▶ Text block:

The creator of the South Korean miracle was not able to solve the problem of handing over power in the military regime. He was killed by his own colleagues in 1979. That country's transition to democracy cannot be called planned or controlled. There were coups, student uprisings and martial law. The late 19802 and early 1990s were a period of permanent political crisis, upheaval and hyperinflation (2567 percent in 1993) in Brazil as well.

Importantly, neither South Korea nor Brazil was able to create permanent political institutions during the rule of the authoritarian regimes, and they were followed by short-lived administrations and constitutional manipulation. Political parties also failed to form. The political classes of all stripes were corrupt and compromised by collaboration with the regimes.

A Ticking Bomb

The elite's mistrust of the masses' ability in Russia to form civil institutions has a long history. After the end of the 18th century, the enlightened Russian monarchy and the bureaucracy that supported it assumed that the state should shield society from the impulses originating within it and premature changes, while preparing the ground for them at the same time. Russian monarchies beginning with Catherine II and their best advisors considered the abolition of serfdom unavoidable in the long term. Chief of the Nikolaev secret police Benkendorf gained fame for his comparison of serfdom to a ticking bomb, the explosion of which could bring down the empire. But fear of an uncontrollable burst of social energy with the freeing of the serfs led the rulers to delay that step.

(Point annotation entries)
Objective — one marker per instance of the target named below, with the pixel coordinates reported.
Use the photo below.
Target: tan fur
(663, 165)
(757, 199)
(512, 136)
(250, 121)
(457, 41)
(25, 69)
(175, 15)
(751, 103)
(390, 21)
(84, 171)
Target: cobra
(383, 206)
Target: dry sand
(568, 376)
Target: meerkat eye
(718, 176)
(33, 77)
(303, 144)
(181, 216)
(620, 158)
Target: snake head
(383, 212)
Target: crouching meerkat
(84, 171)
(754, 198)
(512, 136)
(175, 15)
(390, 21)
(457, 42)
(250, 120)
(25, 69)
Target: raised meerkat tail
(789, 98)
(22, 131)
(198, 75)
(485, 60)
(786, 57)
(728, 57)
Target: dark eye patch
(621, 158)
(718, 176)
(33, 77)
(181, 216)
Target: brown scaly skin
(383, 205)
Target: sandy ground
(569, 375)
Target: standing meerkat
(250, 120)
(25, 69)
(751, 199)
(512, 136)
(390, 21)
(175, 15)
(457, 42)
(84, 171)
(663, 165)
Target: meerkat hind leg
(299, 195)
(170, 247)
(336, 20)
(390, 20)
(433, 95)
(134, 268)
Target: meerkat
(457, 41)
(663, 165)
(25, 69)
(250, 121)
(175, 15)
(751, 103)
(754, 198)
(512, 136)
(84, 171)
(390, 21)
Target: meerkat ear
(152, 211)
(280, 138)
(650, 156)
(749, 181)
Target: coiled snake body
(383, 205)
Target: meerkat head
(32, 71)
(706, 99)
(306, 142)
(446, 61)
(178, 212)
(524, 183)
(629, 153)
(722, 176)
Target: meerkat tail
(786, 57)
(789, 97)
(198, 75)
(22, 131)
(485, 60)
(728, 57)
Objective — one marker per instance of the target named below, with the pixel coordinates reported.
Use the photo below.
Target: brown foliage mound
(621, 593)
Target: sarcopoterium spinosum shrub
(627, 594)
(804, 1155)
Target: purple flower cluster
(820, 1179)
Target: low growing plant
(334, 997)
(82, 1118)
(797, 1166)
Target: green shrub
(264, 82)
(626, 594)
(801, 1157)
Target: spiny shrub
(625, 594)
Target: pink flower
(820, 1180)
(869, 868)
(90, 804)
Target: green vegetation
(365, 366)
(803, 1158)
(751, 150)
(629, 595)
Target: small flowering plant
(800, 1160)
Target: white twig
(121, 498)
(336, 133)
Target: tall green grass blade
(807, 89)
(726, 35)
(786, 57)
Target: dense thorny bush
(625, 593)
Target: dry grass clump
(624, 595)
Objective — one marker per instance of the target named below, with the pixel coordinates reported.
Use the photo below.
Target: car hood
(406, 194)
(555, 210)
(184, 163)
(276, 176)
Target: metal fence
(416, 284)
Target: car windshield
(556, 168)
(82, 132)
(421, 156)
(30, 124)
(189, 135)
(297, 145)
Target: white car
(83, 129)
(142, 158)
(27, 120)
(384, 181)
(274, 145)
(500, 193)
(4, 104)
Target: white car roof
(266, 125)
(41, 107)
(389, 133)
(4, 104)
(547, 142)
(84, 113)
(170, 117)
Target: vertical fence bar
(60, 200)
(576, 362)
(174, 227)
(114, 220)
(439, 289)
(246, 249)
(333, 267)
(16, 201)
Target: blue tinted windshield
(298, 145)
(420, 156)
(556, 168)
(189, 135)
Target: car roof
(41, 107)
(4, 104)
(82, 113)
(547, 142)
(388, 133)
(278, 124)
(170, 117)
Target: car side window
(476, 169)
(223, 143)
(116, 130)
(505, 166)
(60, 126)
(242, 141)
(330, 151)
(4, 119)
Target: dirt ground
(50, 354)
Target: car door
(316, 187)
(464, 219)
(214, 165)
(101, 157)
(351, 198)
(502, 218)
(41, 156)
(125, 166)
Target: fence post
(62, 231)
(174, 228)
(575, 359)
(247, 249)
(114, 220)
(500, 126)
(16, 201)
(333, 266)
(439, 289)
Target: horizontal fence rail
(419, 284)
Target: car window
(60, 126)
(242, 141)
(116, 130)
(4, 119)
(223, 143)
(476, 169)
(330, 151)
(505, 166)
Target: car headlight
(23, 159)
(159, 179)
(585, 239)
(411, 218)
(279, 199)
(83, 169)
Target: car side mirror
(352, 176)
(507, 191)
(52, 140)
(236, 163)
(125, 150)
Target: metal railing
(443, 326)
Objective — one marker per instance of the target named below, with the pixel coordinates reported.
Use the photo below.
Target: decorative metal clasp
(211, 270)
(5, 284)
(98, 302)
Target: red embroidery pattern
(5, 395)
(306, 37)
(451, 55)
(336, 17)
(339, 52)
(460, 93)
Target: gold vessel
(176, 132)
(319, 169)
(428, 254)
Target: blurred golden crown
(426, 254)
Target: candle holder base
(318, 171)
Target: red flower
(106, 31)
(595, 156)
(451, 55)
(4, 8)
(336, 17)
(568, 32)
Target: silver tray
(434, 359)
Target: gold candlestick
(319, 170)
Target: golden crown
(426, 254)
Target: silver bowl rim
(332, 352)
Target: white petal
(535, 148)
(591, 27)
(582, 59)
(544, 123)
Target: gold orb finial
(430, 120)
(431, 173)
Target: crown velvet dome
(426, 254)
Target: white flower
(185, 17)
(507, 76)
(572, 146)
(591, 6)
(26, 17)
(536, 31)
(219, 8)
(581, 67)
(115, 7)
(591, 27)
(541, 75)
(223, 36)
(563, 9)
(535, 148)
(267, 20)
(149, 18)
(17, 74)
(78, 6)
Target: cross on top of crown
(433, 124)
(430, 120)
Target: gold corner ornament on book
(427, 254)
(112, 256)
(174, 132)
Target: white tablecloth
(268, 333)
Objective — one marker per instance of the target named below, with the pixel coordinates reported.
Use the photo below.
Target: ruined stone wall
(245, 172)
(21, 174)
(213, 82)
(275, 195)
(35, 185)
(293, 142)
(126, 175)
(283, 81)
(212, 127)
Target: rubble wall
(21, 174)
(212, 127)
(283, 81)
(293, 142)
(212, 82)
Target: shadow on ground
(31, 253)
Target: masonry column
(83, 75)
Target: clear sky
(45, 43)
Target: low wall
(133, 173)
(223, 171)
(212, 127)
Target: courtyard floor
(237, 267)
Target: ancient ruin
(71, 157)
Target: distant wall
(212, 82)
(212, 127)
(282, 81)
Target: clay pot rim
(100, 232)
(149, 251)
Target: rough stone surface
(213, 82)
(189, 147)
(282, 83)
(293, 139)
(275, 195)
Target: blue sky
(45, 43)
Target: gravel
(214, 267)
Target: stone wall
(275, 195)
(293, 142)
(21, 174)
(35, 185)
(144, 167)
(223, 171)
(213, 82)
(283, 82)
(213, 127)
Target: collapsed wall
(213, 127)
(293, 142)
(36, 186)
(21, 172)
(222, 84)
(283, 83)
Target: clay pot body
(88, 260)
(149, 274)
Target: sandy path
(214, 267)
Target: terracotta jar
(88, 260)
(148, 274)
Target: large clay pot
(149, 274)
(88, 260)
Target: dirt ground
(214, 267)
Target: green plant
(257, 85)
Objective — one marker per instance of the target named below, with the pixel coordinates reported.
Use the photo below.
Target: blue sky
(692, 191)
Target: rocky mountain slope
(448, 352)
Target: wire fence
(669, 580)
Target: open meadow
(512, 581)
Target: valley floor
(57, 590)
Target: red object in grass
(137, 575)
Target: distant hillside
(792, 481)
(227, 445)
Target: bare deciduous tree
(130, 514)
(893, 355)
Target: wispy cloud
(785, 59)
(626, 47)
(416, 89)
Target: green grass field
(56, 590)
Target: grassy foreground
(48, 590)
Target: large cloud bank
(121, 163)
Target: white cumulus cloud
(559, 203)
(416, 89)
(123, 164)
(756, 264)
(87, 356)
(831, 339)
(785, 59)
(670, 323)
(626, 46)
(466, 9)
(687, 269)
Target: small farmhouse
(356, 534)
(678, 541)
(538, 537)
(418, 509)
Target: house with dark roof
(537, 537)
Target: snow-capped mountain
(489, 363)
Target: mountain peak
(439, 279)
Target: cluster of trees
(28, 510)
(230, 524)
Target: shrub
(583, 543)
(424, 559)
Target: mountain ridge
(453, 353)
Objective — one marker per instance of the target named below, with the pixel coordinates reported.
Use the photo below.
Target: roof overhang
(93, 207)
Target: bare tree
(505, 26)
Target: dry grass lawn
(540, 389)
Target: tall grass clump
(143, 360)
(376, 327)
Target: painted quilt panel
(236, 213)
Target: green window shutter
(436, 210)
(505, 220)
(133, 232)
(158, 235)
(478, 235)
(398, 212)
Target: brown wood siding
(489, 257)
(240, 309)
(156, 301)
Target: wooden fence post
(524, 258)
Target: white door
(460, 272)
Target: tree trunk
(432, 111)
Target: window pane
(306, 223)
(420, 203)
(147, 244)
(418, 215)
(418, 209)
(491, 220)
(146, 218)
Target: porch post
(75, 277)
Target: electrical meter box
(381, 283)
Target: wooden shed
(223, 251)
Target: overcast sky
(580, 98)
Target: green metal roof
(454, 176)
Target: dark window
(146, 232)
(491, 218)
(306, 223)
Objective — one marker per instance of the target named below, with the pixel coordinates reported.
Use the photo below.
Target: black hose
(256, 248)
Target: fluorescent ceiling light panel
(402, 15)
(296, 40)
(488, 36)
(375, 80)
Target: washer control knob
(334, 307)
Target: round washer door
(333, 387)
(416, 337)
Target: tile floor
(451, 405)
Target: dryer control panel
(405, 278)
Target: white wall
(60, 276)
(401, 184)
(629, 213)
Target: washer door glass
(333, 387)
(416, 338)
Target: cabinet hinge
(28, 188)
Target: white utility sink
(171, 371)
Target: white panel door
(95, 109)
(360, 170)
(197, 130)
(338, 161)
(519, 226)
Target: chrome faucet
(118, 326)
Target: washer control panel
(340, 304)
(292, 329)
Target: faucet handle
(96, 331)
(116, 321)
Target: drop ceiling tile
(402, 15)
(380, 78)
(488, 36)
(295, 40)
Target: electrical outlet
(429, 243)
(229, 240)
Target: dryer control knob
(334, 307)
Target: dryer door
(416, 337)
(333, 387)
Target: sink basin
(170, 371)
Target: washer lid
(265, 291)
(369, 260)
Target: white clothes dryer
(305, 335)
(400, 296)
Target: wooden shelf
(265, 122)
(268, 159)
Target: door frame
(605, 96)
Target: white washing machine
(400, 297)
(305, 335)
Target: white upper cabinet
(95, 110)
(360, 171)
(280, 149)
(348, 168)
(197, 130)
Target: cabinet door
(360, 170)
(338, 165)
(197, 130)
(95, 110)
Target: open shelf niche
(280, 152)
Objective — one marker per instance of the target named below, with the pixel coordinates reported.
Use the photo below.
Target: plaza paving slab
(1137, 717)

▶ Written problem A: List every country named in the passage on political transitions.
▶ Written problem B: Please extend the passage on political transitions, picking up after its last sentence.

▶ Written reply A: South Korea, Brazil, Russia

▶ Written reply B:
Russia in the 19th century was a clear example of “controlled” modernization. Serfdom was abolished in 1861, which seriously impeded the development of industry. The state struggled for the whole century to prevent the creation of political and social institutions in society and, as a result, Russia began the 20th century still without political institutions or a political class that might have adapted to the new urban, capitalist order. That resulted in the Revolution of 1905, defeat in World War I, the overthrow of the monarchy, the collapse of the multinational empire and the October Revolution.